▶ _GIVEN EXERCISE_
Quote every row below word for word, leaving the pictures out of your answer.

(Records from a collection)
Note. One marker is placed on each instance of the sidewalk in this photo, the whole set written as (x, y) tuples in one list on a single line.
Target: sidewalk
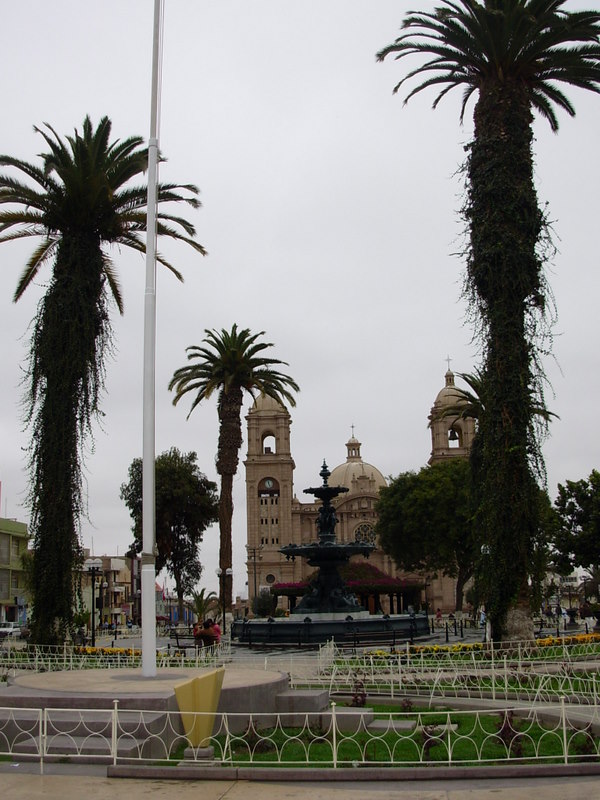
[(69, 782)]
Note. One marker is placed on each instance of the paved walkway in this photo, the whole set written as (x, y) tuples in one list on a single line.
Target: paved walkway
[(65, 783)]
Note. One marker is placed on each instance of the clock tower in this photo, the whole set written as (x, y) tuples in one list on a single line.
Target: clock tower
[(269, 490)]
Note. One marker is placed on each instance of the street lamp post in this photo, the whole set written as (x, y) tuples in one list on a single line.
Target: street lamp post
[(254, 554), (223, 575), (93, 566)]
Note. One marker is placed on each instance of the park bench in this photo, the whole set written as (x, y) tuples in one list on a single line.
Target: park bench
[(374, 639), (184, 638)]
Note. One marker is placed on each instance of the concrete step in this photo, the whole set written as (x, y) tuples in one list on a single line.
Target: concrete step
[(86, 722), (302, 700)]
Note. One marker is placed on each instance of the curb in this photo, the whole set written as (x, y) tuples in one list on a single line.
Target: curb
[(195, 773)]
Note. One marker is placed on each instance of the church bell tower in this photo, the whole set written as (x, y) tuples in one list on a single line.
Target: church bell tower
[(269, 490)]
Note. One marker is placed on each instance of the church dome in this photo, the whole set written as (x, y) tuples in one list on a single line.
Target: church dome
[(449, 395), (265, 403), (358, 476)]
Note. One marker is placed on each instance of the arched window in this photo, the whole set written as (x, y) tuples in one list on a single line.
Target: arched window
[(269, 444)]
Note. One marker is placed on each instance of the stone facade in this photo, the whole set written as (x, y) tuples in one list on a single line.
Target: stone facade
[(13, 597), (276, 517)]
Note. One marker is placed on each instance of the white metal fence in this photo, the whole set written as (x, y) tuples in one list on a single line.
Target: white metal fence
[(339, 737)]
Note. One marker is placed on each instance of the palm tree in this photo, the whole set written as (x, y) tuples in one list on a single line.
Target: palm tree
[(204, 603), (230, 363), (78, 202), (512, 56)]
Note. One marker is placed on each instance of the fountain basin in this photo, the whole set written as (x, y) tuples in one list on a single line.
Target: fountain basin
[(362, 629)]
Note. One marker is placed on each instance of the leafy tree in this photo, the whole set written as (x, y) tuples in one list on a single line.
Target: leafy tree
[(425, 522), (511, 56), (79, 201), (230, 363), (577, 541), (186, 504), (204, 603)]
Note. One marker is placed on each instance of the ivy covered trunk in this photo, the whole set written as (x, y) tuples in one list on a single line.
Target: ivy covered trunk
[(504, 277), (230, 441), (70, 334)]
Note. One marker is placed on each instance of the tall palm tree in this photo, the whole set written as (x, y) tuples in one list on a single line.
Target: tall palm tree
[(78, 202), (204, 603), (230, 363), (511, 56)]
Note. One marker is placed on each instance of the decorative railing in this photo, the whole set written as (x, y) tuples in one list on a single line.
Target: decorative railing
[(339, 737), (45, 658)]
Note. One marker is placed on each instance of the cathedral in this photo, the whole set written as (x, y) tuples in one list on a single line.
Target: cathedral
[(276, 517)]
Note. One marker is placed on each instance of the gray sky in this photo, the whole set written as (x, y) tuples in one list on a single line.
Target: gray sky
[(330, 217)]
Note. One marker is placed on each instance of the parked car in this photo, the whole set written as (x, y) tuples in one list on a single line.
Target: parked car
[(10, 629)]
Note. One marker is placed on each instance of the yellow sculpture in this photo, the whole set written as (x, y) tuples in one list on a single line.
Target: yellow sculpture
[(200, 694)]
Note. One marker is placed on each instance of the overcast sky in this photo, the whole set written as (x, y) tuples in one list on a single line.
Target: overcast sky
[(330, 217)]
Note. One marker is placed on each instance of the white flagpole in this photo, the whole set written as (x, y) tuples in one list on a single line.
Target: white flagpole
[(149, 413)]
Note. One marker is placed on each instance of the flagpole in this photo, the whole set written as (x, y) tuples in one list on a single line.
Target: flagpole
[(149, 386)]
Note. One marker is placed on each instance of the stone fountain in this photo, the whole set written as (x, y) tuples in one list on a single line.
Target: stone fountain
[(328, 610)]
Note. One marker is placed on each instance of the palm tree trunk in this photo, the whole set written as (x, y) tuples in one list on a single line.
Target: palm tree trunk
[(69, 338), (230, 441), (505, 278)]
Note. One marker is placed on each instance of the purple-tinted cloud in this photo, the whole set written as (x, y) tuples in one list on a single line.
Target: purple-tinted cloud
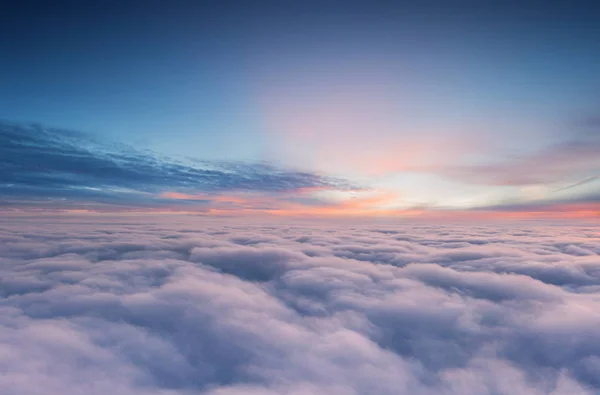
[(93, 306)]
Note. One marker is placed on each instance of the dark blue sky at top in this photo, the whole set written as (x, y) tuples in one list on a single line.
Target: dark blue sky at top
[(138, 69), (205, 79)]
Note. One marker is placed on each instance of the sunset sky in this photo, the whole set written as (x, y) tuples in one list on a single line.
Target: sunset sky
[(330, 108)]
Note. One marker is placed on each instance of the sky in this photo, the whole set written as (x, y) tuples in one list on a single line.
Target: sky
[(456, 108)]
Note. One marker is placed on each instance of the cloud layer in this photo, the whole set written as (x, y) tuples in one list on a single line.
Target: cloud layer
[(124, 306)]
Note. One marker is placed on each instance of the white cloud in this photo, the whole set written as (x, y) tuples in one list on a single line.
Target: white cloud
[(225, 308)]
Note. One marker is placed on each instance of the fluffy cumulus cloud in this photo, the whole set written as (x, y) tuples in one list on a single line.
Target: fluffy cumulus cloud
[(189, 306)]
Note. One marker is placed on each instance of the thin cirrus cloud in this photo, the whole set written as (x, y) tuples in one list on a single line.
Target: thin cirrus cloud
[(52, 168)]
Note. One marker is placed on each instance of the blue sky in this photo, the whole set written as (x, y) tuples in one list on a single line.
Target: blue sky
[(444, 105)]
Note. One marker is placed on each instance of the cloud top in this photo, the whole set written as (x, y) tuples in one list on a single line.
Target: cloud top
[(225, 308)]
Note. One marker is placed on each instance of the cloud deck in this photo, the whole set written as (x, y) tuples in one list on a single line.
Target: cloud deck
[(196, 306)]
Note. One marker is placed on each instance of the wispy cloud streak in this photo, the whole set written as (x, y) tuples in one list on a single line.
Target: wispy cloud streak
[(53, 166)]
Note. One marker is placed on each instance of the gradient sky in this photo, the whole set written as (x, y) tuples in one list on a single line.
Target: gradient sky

▶ _SOLUTION_
Note. One marker is placed on each instance of the sidewalk in this photo, the whole set written as (x, y) tuples in one list on a single line.
Target: sidewalk
[(69, 782)]
Note. One marker is placed on each instance of the paved walkway in this photo, the whole set written as (x, y) tuples in one list on a single line.
Target: paved walkway
[(65, 783)]
Note. One marker is placed on each instance of the clock tower in this photo, the whole set written as (x, y) tuples in one list on a single line.
Target: clock tower
[(269, 490)]
Note. One marker is placed on each instance of the street lamp post in this photo, the whole set written as (x, y) tuples in one list on a single line.
Target: street lamp post
[(254, 554), (223, 575), (93, 566)]
Note. One marker is placed on each instance of the park bench in this photo, the whole set written as (x, y) tuples in one list on a single line.
Target: park bench
[(374, 639), (184, 638)]
Note. One marker is placed on each instance of the concrete step in this photo, the whole set written as (x, y) tuples in one list on a single line.
Target: concrete step
[(86, 722), (302, 700)]
Note. One marker is placed on each instance of the curb in this photo, the whole set written as (x, y) tuples in one list on a single line.
Target: curb
[(195, 773)]
Note. One marker is placed on each instance of the church bell tower in this photo, the whole set written as (x, y) tuples in one list on a single line.
Target: church bell tower
[(269, 490)]
Note. One marker is placed on each instance of the church dome in this photo, the whole set written as (x, y) tuples in one list on a single line.
Target: church dome
[(449, 395), (265, 403), (358, 476)]
Note. One marker is placed on each instance of the arched window in this photo, the whole set written as (x, y) tuples in one list on a single line.
Target: arched window
[(269, 444)]
Note. One marker is placed on each instance of the stone facade in this photo, the whole set written as (x, y) tuples in one list on a single line.
Target: stone facade
[(13, 597), (276, 517)]
Note. One marker is placed on each instance of the white metal fence in this photo, the whole set written as (x, y) tuples in one list on a single line.
Target: white metal fence
[(339, 737)]
Note. One marker is placed on each instance of the palm tree in this photo, the whole set written as (x, y) tuples in one list on a single line.
Target: palm tree
[(204, 603), (230, 363), (78, 202), (512, 56)]
Note. One marker is placed on each instance of the fountain basin in this photo, the whole set written as (x, y) tuples in one list on a single line.
Target: fountain basin
[(362, 629)]
Note. One marker is placed on each instance of the leafy tree in this photo, the whole set written as (x, y) tuples in one list on a single line.
Target: leafy tree
[(425, 522), (511, 56), (79, 201), (230, 363), (577, 541), (186, 504), (204, 603)]
Note. One marker is placed on each instance of the ivy covered trunk in this photo, the whole set written as (x, y) tuples in one list on a single line.
Target: ivy covered trunk
[(504, 277), (230, 441), (70, 334)]
Note. One marker is placed on each instance of the tall palm tree in this photo, the whole set written as (x, y) tuples in one list on a single line.
Target: tall palm tree
[(78, 202), (204, 603), (230, 363), (511, 56)]
Note. One marker is placed on each instance of the decorative railing in this photo, the whole set written as (x, y) tuples in one list on a single line.
Target: decorative railing
[(339, 737), (45, 658)]
Note. One marker is placed on each instance of the cathedral in this photo, the whole set written as (x, y) tuples in one list on a single line.
Target: cathedral
[(276, 517)]
Note. One marker is placed on each instance of the gray sky in this photo, the whole set written as (x, y) tuples in one list on a single line.
Target: gray sky
[(330, 217)]
Note. One marker is placed on each instance of the parked car in this photo, the whole set written as (x, y) tuples in one list on a single line.
Target: parked car
[(10, 629)]
Note. One marker is placed on each instance of the yellow sculpture in this photo, the whole set written as (x, y) tuples in one list on a single line.
Target: yellow sculpture
[(200, 694)]
Note. One marker is placed on each instance of the overcast sky in this photo, the whole set written as (x, y) tuples in one list on a single line.
Target: overcast sky
[(330, 217)]
Note. One marker is placed on each instance of the white flagpole in this photo, the whole set written as (x, y) tuples in one list on a single line.
Target: white flagpole
[(149, 413)]
Note. One marker is placed on each instance of the flagpole in this photo, the whole set written as (x, y) tuples in one list on a single line.
Target: flagpole
[(149, 386)]
Note. One marker is placed on each instance of the stone fountain in this photo, the whole set written as (x, y) tuples in one list on a single line.
Target: stone fountain
[(328, 610)]
Note. One marker is placed on each instance of the palm tree trunk in this photo, the whole set written as (x, y) tuples in one list on a single line.
Target: palm tree trunk
[(69, 338), (230, 441), (505, 278)]
Note. One marker is placed on each instance of the purple-tinted cloud in this photo, the whole set written as (x, y) tuples in one list on a single line.
Target: purple-tinted cloud
[(93, 306)]
Note. One marker is placed on each instance of the dark blue sky at top in this photo, the whole set written as (x, y) tuples in one list on a single line.
Target: dark blue sky at top
[(138, 69), (205, 79)]
Note. One marker is placed on each instance of the sunset sky in this photo, the whole set written as (x, y) tuples in one list on a single line.
Target: sunset sky
[(330, 108)]
Note. One marker is placed on each instance of the sky in this photo, the whole set written as (x, y) tuples in one list on a single line.
Target: sky
[(456, 108)]
Note. One marker is placed on each instance of the cloud layer in this photo, the whole set written as (x, y) tuples in one list on a single line.
Target: cloud layer
[(124, 306)]
Note. One marker is placed on each instance of the white cloud in this photo, the whole set written as (x, y) tuples in one list on a single line.
Target: white cloud
[(225, 308)]
Note. One marker is placed on each instance of the fluffy cumulus cloud in this photo, the whole set written as (x, y) tuples in one list on a single line.
Target: fluffy cumulus cloud
[(189, 306)]
Note. One marker is placed on each instance of the thin cirrus cloud in this photo, the whole set written as (x, y) tuples in one list on a single line.
Target: thin cirrus cloud
[(52, 168)]
Note. One marker is placed on each instance of the blue sky in this photo, the whole set written as (x, y) tuples in one list on a single line.
Target: blue sky
[(444, 105)]
Note. One marker is placed on each instance of the cloud top in this photo, the whole set written as (x, y) tuples in one list on a single line.
Target: cloud top
[(225, 308)]
Note. One marker is placed on each instance of the cloud deck in this photo, the whole set written as (x, y) tuples in one list on a single line.
Target: cloud deck
[(196, 306)]
Note. One marker is placed on each instance of the wispy cloud streak in this photo, the whole set written as (x, y) tuples in one list on a single line.
Target: wispy cloud streak
[(53, 166)]
Note. One marker is placed on each instance of the gradient sky in this photo, the whole set written as (x, y) tuples in one list on a single line.
Target: gradient sky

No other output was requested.